# Performance analysis and ML model improvement
## 1. **Metrics**
### **1.1. MAE**
#### *Formula*
$$
MAE = \frac{1}{n} \times \sum\_{i=1}^n|y\_{ref\_i} - y\_{pred\_i}|
$$
#### *Definition*
**MAE** (**M**ean **A**bsolute **E**rror) measures the **average magnitude of the errors** in a set of predictions, without considering their direction. It’s the average over the test sample of the absolute differences between prediction and actual observation.
#### *Example:*
| Actual observation | forecast value | Absolute error (units) |
|---|
| 1 | 2 | 1 |
| 100 | 101 | 1 |
| 100 | 110 | 10 |
$$
MAE = (1+1+10)/3 = 4
$$
### **1.2. RMSE**
#### *Formula*
$$
RMSE = \sqrt{\frac{1}{n} \times \sum\_{i=1}^n(y\_{ref\_i} - y\_{pred\_i})^2}
$$
#### *Definition*
**RMSE** (**R**oot **M**ean **S**quared **E**rror) is a **quadratic scoring** rule that **measures the average magnitude of the error**. It’s the square root of the average of squared differences between prediction and actual observation.
#### *Example:*
| actual observation | forecast value | Absolute error (units) |
| ------------------ | -------------- | ---------------------- |
| 1 | 2 | 1 |
| 100 | 101 | 1 |
| 100 | 110 | 10 |
$$
RMSE =\sqrt{(1²+1²+10²)/3} = 5.83
$$
### **1.3. MAPE**
#### *Formula*
$$
MAPE = \frac{1}{n} \times \sum\_{i=1}^n|\frac{y\_{ref\_i} - y\_{pred\_i}}{y\_{ref\_i}}|
$$
#### *Definition*
**MAPE** (**M**ean **A**bsolute **P**ourcentage **E**rror) measures **accuracy of a forecast system as a percentage**. It’s the average of the ratio between the error and the actual observation.
{% hint style="warning" %}
The lower the actual observation is, the higher the MAPE could be.
{% endhint %}
#### *Example:*
| actual observation | forecast value | Absolute error (units) | Absolute error (%) |
| ------------------ | -------------- | ---------------------- | ------------------ |
| 1 | 2 | 1 | 100 |
| 100 | 101 | 1 | 1 |
| 100 | 110 | 10 | 10 |
$$
MAPE = (100+1+10)/3 = 37
$$
### **1.4. wMAPE**
#### *Formula*
$$
wMAPE = \frac{1}{n}\times\frac{\sum\_{i=1}^n|y\_{ref\_i}-y\_{pred\_i}|}{\sum\_{i=1}^n|y\_{ref\_i}|}
$$
#### *Definition*
**wMAPE** (**W**eighted **M**ean **A**bsolute **P**ourcentage **E**rror) is a v**ariant of MAPE** in which errors are **weighted by values of actual observations** *(e.g. in case of sales forecasting, errors are weighted by sales volume)*
#### *Example:*
| actual observation | forecast value | Absolute error (units) | Absolute error (%) |
| ------------------ | -------------- | ---------------------- | ------------------ |
| 1 | 2 | 1 | 100 |
| 100 | 101 | 1 | 1 |
| 100 | 110 | 10 | 10 |
$$
wMAPE = (1*100+100*1+100\*10)/201 = 5.97
$$
Due to small quantities, **the first data point contributes largely to the high MAPE result.**\
By **weighting** the percentage error using the real quantity, we **reduce the impact of this data point and have a more realistic overview** of the percentage error.

GIVEN INFORMATION:

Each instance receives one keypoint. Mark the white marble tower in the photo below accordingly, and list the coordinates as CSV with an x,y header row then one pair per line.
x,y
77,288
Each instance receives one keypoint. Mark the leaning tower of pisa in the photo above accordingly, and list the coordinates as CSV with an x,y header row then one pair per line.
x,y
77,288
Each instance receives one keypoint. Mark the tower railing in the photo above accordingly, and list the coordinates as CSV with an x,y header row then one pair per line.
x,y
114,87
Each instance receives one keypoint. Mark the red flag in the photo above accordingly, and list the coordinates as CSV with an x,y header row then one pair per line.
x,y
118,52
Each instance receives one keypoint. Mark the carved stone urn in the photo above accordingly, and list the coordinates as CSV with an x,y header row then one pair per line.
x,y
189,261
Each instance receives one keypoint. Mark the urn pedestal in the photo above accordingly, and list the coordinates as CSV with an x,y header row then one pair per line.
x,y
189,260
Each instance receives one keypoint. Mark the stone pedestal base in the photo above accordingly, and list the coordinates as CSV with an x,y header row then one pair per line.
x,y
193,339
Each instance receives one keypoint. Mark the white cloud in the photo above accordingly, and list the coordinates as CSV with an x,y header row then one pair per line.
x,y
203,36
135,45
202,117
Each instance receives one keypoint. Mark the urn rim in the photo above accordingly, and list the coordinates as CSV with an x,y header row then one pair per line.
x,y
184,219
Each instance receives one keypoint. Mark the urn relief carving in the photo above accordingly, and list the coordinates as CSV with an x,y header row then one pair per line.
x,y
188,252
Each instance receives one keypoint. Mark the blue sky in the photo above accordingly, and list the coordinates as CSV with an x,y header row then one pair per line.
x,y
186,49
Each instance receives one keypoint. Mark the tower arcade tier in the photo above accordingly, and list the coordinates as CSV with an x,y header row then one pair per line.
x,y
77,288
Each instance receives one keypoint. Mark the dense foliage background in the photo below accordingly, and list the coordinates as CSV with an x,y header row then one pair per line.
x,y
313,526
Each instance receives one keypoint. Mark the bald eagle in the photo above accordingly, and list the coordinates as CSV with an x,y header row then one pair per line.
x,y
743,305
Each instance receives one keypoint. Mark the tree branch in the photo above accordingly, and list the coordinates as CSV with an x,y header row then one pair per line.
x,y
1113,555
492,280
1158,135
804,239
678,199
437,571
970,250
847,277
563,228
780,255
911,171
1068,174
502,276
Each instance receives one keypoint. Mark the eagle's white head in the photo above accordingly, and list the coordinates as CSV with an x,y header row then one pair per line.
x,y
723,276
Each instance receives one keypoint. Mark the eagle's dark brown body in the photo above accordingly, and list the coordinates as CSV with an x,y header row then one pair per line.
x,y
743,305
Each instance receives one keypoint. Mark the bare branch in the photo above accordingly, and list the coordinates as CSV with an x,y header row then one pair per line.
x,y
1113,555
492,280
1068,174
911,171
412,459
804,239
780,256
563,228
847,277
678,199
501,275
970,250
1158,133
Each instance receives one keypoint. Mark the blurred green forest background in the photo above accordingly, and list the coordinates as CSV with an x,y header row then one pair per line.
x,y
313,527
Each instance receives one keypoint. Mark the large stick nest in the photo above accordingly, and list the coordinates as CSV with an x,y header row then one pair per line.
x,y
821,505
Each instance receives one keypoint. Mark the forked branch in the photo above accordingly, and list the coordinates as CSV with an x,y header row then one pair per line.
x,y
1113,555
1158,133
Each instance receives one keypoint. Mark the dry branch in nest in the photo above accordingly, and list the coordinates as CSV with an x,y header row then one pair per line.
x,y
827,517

ACTIONS TO TAKE:
a: In the text on error metrics, what kind of scoring rule is RMSE called?
b: Using the text on error metrics, explain why the errors in the example are weighted by the actual quantity.
c: Please carry on the text on error metrics past its final sentence.

THE ANSWERS:
a: A quadratic scoring rule.

b: The first data point has small quantities, so it contributes largely to the high MAPE result. Weighting the percentage error by the real quantity reduces that point's impact and gives a more realistic overview of the percentage error.

c:
### **1.5. R²**
#### *Formula*
$$
R^2 = 1-\frac{\sum\_{i=1}^n(y\_{ref\_i}-y\_{pred\_i})^2}{\sum\_{i=1}^n(y\_{ref\_i}- \overline{y}\_{ref})^2}
$$
#### *Definition*
**R² is a measure of the goodness of fit of a model.** In regression, the R² coefficient of determination is a statistical measure of **how well the regression predictions approximate the real data points.** An R² of 1 indicates that the regression predictions perfectly fit the data.
Values of R² **outside the range 0 to 1** occur when the model **fits the data worse than the worst possible** least-squares predictor *(equivalent to a horizontal hyperplane at a height equal to the mean of the observed data).*
#### *Example:*
| actual observation | forecast value | Absolute error (units) | Moyenne des valeurs réelles |
| ------------------ | -------------- | ---------------------- | --------------------------- |
| 1 | 2 | 1 | 100,5 |
| 100 | 101 | 1 | 100,5 |
| 100 | 110 | 10 | 100,5 |
$$
R² = 1-((1+1+10)²/(99.5+0.5+0.5)²) = 0.98
$$
⇒ here, 98% of variation of the real data point is explained by the model.
### **1.6. Global overprediction**
**Overprediction corresponds to the amount of forecasts that exceeds the actual observations.** It can be expressed in units or in percentage.
Example :
| actual observation | forecast value | Absolute error (units) |
| ------------------ | -------------- | ---------------------- |
| 1 | 2 | 1 |
| 100 | 99 | 1 |
| 100 | 110 | 10 |
$$
overprediction(units) = 10+1=11
$$
### **1.7. Global underprediction**
**Underprediction corresponds to the amount of forecast that is inferior to the actual observations.** It can be expressed in units or in percentage.
Exemple :
| actual observation | forecast value | Absolute error (units) |
| ------------------ | -------------- | ---------------------- |
| 1 | 2 | 1 |
| 100 | 99 | 1 |
| 100 | 110 | 10 |
$$
underprediction(units)= 1
$$
## 2. How to interpret metrics
When we want to appreciate the sales forecast model performance, we need to **combine several metrics.**
### **2.1. MAE versus RMSE**
The **first level of analysis** is based on the **units error**, i.e. **MAE** and **RMSE**.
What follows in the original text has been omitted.